:: RECORD SET

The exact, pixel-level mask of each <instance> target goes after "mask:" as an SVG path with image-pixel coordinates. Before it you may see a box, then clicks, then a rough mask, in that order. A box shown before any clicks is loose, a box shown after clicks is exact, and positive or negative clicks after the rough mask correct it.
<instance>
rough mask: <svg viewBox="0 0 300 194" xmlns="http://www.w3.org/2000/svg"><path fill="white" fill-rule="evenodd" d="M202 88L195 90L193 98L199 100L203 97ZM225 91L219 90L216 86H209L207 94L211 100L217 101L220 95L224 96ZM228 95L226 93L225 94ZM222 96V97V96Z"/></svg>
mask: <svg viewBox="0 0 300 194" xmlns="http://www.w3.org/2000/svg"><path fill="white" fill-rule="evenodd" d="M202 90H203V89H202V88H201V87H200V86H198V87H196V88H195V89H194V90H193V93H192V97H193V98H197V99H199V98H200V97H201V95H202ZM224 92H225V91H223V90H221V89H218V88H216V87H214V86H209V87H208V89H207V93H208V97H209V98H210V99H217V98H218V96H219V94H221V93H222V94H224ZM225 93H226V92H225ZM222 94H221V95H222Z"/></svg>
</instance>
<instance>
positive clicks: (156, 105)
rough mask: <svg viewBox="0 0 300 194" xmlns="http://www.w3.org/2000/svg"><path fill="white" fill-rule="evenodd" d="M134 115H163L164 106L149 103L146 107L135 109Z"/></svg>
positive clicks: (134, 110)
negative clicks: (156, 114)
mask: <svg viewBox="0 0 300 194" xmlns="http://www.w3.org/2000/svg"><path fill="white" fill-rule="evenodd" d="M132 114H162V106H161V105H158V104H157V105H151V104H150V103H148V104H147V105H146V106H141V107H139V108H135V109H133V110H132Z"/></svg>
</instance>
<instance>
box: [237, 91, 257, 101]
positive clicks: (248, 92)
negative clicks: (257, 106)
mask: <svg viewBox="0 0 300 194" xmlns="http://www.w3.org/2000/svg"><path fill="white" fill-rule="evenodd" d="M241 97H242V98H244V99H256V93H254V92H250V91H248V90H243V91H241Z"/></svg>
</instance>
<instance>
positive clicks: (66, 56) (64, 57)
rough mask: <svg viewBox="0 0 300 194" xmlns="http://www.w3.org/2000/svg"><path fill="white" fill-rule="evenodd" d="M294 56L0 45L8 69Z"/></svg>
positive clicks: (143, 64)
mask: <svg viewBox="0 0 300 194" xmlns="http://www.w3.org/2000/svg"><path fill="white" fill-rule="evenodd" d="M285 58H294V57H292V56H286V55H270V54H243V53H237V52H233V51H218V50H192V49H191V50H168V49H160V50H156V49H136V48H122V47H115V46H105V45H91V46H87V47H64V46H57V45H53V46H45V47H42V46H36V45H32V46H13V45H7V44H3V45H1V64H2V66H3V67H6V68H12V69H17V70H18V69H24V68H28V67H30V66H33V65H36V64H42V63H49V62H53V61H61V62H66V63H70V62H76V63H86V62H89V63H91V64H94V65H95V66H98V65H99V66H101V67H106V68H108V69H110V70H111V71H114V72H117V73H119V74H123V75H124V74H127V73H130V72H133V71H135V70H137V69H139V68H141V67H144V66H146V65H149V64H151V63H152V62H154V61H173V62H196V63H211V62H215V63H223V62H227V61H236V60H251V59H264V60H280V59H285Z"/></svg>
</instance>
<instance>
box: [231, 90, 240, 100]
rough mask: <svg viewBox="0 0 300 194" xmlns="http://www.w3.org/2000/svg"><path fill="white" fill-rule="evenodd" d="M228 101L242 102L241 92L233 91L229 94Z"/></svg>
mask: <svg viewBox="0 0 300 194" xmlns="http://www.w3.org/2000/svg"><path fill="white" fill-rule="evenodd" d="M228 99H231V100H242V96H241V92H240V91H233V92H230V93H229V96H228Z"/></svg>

::::

■ **WORK REQUEST**
The entries above are to be retyped exactly, with nothing left out.

■ **RESULT FOR THIS TASK**
The exact, pixel-level mask of each <instance> target goes after "mask:" as an SVG path with image-pixel coordinates. Before it you may see a box, then clicks, then a rough mask, in that order. A box shown before any clicks is loose, a box shown after clicks is exact, and positive or negative clicks after the rough mask correct it.
<instance>
rough mask: <svg viewBox="0 0 300 194" xmlns="http://www.w3.org/2000/svg"><path fill="white" fill-rule="evenodd" d="M202 88L195 90L193 98L199 100L203 97ZM225 91L219 90L216 86H209L207 94L211 100L217 101L220 95L224 96ZM228 95L226 93L225 94ZM222 96V97V96Z"/></svg>
mask: <svg viewBox="0 0 300 194" xmlns="http://www.w3.org/2000/svg"><path fill="white" fill-rule="evenodd" d="M202 90H203V89H202V88H201V87H200V86H198V87H196V88H195V89H194V90H193V93H192V97H193V98H197V99H199V98H200V97H201V95H202ZM224 92H225V91H223V90H221V89H218V88H216V87H214V86H209V87H208V89H207V93H208V97H209V98H210V99H217V98H218V96H219V94H221V93H222V94H224ZM225 93H226V92H225ZM222 94H221V95H222Z"/></svg>
</instance>
<instance>
positive clicks: (156, 105)
rough mask: <svg viewBox="0 0 300 194" xmlns="http://www.w3.org/2000/svg"><path fill="white" fill-rule="evenodd" d="M134 115H163L164 106L149 103L146 107L135 109Z"/></svg>
positive clicks: (134, 110)
negative clicks: (156, 114)
mask: <svg viewBox="0 0 300 194" xmlns="http://www.w3.org/2000/svg"><path fill="white" fill-rule="evenodd" d="M132 114H162V106H161V105H158V104H157V105H151V104H150V103H148V104H147V105H146V106H141V107H139V108H135V109H133V110H132Z"/></svg>
</instance>
<instance>
box: [237, 91, 257, 101]
positive clicks: (248, 92)
negative clicks: (257, 106)
mask: <svg viewBox="0 0 300 194" xmlns="http://www.w3.org/2000/svg"><path fill="white" fill-rule="evenodd" d="M241 97H242V98H244V99H256V93H254V92H250V91H248V90H243V91H241Z"/></svg>
</instance>
<instance>
positive clicks: (66, 56) (64, 57)
rough mask: <svg viewBox="0 0 300 194" xmlns="http://www.w3.org/2000/svg"><path fill="white" fill-rule="evenodd" d="M294 56L0 45L8 69Z"/></svg>
positive clicks: (143, 64)
mask: <svg viewBox="0 0 300 194" xmlns="http://www.w3.org/2000/svg"><path fill="white" fill-rule="evenodd" d="M285 58H294V57H292V56H286V55H270V54H243V53H237V52H233V51H218V50H192V49H191V50H168V49H160V50H156V49H136V48H122V47H115V46H105V45H91V46H87V47H64V46H57V45H53V46H45V47H42V46H36V45H32V46H13V45H7V44H3V45H1V64H2V66H3V67H6V68H12V69H17V70H18V69H24V68H28V67H30V66H33V65H36V64H42V63H49V62H53V61H61V62H66V63H70V62H76V63H86V62H89V63H91V64H94V65H95V66H98V65H99V66H101V67H106V68H108V69H110V70H111V71H114V72H117V73H119V74H123V75H124V74H127V73H130V72H133V71H135V70H137V69H139V68H141V67H144V66H146V65H149V64H151V63H152V62H154V61H173V62H196V63H211V62H215V63H223V62H227V61H236V60H251V59H264V60H280V59H285Z"/></svg>
</instance>
<instance>
box: [231, 90, 240, 100]
rough mask: <svg viewBox="0 0 300 194" xmlns="http://www.w3.org/2000/svg"><path fill="white" fill-rule="evenodd" d="M228 101L242 102L241 92L233 91L229 94Z"/></svg>
mask: <svg viewBox="0 0 300 194" xmlns="http://www.w3.org/2000/svg"><path fill="white" fill-rule="evenodd" d="M228 99H231V100H242V96H241V92H240V91H233V92H230V93H229V96H228Z"/></svg>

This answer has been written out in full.